* begin SUPPLIED INFORMATION *

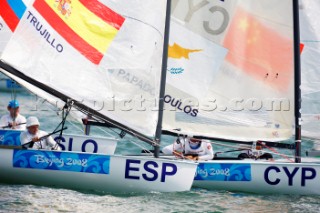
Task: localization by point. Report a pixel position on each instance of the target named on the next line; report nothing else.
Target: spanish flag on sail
(88, 25)
(11, 12)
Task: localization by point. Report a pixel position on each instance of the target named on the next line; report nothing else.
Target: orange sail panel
(259, 50)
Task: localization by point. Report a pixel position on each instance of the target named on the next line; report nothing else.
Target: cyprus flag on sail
(193, 61)
(100, 53)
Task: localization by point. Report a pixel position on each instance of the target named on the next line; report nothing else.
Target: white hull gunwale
(260, 176)
(68, 142)
(98, 172)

* end SUPPLIED INFORMATION *

**WHAT YOU NEED TO DO:** Write out every line of the records above again, leaving the wording of each line unchanged and omitting the pictures. Multiply each pixel coordinate in the answers by 2.55, rounding the results to whole numbers with halves rounded up.

**RESPONSE:**
Task: localization by point. Report a pixel position on each instance of the target named on the next line; report nothing else.
Target: spanish flag on sail
(224, 64)
(28, 31)
Task: localization by point. Report a pixel position on each instance of the target named on the next line; report nothing else.
Target: orange sail panel
(660, 128)
Task: localization by point. Report a pixel position on each instance of the target named on the next line; report nothing else.
Target: cyprus flag on sail
(492, 156)
(255, 135)
Task: localization by point. Report a pixel position on each instance of the target named on the next line; report nothing else.
Target: white hull gunwale
(663, 449)
(173, 362)
(250, 439)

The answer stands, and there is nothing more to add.